Collection entries:
Content starts

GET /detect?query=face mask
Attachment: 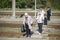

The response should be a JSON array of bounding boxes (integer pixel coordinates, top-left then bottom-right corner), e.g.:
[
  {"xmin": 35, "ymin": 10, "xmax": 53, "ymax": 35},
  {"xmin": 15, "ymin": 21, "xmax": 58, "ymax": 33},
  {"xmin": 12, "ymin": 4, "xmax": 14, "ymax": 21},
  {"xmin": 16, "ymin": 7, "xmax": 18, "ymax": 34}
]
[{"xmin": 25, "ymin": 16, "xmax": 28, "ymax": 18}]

Content ends
Content starts

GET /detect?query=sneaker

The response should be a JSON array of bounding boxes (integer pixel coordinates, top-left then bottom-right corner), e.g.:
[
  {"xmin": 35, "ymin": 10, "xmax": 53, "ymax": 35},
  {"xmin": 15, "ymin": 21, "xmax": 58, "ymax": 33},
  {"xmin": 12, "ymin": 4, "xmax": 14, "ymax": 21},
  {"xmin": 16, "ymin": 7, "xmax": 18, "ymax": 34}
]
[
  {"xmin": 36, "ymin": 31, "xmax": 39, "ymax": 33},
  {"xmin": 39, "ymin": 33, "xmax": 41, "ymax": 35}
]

Content ends
Content starts

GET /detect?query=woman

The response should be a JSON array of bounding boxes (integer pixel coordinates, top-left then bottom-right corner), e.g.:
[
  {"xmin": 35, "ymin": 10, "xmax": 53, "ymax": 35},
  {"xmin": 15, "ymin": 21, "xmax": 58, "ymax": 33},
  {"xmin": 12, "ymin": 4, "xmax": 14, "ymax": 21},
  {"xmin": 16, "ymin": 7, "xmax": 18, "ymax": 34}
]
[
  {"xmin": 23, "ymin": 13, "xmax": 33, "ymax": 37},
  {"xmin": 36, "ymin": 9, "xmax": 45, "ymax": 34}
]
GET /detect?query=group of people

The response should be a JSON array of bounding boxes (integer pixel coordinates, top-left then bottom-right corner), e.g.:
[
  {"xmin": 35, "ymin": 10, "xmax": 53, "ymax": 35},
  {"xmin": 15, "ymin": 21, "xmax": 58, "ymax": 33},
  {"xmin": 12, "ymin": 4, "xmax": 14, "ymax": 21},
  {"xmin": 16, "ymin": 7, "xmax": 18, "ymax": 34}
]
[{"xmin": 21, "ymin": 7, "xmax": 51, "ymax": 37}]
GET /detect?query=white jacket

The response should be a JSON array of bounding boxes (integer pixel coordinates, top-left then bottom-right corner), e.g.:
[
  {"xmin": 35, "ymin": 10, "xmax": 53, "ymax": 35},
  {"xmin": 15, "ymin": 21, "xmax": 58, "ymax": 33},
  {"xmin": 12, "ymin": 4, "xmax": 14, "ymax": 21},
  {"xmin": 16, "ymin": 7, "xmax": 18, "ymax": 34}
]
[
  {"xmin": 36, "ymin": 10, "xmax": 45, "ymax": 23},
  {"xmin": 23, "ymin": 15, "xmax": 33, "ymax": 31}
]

Content ends

Whenever "query" occurs in a line above, copy that line.

GET /detect?query=face mask
GET /detect?query=sneaker
GET /detect?query=woman
GET /detect?query=group of people
GET /detect?query=white jacket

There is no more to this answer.